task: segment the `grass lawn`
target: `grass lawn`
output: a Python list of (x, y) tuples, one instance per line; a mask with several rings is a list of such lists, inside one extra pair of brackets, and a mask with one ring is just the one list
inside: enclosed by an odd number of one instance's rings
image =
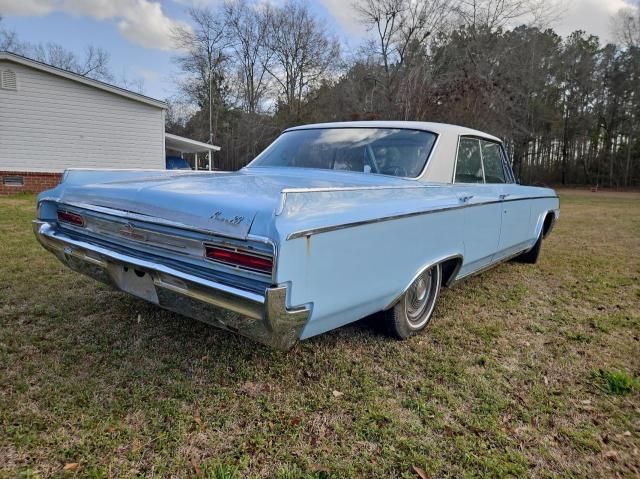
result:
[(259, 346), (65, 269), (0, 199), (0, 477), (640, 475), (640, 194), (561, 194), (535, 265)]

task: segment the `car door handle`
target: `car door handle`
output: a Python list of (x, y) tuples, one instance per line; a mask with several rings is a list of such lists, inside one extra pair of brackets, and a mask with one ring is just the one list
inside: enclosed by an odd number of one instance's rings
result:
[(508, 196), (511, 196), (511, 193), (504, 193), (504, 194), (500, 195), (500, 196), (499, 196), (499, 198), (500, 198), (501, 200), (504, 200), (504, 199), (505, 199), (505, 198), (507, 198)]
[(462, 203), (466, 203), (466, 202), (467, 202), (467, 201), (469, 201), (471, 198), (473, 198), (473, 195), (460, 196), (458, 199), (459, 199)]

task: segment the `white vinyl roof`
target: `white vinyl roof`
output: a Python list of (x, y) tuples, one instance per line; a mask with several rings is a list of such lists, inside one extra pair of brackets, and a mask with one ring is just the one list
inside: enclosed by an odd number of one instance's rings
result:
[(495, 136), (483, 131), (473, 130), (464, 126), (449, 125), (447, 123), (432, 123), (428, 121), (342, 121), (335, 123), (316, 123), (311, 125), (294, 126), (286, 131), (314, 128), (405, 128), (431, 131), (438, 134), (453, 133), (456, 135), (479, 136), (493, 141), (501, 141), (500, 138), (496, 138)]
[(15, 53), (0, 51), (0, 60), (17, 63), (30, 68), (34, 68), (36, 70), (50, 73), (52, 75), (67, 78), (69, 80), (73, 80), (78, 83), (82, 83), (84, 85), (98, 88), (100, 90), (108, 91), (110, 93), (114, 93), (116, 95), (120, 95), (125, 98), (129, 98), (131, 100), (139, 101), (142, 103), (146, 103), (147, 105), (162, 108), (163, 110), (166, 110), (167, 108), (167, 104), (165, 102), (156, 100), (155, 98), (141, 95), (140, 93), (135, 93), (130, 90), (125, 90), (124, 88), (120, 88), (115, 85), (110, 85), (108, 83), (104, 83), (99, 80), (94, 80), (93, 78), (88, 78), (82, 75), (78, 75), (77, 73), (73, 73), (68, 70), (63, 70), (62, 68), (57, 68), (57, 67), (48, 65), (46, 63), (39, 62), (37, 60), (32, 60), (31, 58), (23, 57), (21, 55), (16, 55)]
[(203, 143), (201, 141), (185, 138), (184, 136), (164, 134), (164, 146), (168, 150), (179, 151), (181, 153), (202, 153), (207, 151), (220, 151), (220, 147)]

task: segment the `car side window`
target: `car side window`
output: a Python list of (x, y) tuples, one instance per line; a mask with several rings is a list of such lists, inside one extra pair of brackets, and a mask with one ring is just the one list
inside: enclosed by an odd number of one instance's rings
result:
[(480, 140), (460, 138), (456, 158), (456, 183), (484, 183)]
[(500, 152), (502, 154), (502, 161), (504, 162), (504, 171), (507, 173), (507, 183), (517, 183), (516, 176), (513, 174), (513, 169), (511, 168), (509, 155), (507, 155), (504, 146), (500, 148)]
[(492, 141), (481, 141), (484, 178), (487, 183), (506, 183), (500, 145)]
---
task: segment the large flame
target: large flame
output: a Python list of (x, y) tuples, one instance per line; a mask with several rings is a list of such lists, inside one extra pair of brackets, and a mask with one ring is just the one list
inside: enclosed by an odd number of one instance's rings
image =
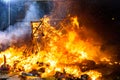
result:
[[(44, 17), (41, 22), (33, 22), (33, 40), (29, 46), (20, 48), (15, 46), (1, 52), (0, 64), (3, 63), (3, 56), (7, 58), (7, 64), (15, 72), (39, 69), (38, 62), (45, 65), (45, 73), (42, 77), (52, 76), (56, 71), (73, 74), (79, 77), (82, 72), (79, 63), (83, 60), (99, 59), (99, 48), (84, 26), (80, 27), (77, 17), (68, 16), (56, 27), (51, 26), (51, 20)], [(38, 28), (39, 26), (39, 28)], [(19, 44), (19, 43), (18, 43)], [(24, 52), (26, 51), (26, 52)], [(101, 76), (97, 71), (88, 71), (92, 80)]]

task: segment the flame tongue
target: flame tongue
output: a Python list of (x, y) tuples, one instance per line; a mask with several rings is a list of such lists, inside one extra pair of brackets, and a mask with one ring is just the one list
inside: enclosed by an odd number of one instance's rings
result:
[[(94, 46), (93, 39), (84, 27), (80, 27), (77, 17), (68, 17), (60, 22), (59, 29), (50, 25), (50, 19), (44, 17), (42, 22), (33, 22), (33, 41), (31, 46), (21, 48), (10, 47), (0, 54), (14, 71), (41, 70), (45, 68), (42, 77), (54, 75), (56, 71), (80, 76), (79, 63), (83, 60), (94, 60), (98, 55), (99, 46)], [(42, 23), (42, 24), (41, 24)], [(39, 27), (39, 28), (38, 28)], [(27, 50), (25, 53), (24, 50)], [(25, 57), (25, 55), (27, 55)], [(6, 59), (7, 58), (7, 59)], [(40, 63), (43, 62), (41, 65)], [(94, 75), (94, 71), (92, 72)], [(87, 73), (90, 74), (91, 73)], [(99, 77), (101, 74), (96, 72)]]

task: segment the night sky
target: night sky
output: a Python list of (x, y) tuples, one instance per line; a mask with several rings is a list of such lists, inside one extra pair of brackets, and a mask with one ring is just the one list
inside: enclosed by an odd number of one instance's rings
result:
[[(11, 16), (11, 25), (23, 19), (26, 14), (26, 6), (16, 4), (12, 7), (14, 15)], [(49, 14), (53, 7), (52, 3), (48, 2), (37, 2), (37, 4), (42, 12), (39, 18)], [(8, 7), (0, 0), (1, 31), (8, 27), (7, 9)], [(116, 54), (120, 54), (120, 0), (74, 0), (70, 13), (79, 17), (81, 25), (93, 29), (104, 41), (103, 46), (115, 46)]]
--
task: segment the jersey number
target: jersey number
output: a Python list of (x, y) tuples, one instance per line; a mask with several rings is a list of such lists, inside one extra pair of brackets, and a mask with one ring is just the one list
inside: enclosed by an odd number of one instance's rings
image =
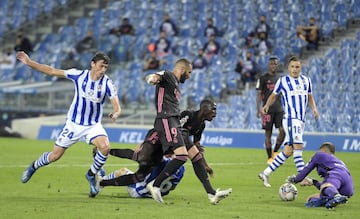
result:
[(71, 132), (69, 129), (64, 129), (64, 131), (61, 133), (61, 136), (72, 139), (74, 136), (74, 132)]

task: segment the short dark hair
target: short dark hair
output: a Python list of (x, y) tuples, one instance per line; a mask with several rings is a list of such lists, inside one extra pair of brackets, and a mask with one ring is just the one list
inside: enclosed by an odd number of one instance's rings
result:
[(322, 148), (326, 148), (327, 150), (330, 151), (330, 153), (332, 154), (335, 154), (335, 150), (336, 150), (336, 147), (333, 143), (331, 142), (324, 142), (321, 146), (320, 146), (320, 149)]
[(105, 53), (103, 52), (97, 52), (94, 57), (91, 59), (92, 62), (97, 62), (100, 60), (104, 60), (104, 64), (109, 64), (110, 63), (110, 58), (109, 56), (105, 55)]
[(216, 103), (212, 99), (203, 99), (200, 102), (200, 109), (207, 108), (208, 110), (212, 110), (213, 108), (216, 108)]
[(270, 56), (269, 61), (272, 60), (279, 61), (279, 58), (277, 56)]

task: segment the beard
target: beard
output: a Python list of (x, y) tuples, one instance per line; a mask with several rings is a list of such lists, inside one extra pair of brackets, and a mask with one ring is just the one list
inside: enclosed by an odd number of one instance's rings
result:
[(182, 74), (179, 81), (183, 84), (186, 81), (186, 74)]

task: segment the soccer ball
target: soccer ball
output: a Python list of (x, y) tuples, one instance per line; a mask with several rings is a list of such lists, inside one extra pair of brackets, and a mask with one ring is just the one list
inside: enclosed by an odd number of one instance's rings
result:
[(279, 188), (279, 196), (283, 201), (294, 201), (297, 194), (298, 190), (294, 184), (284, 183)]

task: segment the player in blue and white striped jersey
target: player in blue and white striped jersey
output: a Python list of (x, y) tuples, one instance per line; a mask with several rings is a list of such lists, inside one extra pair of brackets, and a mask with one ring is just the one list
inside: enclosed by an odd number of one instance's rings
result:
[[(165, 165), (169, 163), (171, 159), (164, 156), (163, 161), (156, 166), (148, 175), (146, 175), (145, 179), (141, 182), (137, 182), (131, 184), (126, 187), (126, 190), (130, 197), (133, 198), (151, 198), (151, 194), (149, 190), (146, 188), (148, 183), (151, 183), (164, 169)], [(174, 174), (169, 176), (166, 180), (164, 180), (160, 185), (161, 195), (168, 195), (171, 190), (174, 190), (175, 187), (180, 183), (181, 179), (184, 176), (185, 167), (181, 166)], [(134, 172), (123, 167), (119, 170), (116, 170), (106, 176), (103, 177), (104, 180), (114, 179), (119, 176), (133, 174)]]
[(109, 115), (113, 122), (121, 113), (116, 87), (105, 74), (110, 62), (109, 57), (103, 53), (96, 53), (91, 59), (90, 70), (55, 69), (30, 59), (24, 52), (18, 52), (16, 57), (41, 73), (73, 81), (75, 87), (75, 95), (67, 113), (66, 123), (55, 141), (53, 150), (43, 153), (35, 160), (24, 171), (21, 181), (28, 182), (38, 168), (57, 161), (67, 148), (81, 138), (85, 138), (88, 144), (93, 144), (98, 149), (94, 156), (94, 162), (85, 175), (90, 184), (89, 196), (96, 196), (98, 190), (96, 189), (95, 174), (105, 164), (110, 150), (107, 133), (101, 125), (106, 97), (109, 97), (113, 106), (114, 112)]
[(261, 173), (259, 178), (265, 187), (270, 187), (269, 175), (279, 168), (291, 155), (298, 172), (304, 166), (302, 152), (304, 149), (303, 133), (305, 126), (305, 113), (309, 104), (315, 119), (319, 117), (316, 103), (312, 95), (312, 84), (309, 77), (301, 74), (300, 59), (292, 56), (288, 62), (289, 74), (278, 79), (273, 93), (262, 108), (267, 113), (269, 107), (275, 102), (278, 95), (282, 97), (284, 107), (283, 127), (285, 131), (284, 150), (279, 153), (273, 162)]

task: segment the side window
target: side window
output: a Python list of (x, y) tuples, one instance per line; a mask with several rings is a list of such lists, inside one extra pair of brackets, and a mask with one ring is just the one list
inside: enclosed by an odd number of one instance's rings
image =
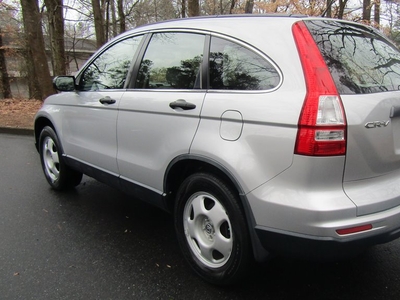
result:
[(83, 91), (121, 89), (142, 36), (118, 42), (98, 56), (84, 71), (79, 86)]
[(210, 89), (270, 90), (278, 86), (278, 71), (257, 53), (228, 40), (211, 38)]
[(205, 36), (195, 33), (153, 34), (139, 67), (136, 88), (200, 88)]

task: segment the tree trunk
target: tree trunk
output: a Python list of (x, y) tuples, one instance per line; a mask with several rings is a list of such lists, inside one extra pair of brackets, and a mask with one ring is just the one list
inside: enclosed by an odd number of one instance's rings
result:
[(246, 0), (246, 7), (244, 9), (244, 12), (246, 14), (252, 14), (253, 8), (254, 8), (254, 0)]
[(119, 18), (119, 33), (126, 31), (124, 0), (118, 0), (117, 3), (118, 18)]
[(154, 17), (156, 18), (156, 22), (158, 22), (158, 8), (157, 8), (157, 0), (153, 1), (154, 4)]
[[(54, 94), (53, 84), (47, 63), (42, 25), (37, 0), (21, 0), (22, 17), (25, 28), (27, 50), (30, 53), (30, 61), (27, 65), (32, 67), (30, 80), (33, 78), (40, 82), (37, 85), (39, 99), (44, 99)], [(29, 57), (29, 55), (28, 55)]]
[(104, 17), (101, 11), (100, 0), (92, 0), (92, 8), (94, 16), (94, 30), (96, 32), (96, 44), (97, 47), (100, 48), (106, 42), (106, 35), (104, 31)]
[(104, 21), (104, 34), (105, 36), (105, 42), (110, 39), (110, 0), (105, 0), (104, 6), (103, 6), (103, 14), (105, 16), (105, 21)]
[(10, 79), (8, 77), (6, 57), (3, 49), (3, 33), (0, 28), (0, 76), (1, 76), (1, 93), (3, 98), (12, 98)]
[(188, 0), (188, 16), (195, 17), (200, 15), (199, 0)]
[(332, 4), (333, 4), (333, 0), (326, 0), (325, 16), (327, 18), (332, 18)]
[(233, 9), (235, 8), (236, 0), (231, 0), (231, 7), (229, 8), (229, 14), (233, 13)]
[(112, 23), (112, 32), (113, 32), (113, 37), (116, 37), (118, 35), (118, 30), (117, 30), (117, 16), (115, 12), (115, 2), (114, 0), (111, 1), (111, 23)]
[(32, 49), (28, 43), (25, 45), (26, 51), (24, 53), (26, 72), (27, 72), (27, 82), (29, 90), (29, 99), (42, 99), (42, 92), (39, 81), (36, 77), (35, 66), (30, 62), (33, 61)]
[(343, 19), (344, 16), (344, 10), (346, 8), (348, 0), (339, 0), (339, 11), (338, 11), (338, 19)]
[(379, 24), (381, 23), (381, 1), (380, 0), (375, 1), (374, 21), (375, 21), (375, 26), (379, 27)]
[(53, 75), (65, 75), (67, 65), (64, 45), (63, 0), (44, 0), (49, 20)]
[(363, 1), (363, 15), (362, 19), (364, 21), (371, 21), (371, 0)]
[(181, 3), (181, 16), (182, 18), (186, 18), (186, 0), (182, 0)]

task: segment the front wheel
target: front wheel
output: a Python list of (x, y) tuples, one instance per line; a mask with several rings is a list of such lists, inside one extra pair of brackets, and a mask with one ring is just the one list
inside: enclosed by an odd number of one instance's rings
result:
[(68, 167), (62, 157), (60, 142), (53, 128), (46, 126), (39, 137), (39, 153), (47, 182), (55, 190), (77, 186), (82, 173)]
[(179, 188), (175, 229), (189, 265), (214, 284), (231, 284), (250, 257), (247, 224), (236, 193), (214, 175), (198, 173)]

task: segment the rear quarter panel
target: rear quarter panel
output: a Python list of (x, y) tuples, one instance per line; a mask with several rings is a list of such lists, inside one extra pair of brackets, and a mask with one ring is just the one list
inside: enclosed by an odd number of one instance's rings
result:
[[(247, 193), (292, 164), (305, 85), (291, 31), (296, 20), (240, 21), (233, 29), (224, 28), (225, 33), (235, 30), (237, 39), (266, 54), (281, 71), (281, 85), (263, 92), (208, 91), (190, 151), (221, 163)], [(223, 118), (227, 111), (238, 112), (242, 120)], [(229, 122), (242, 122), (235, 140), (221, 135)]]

| PROMPT |
Which lines above hold the word "tree"? Copy each of them.

| EXERCISE RESULT |
task: segment the tree trunk
target: tree trunk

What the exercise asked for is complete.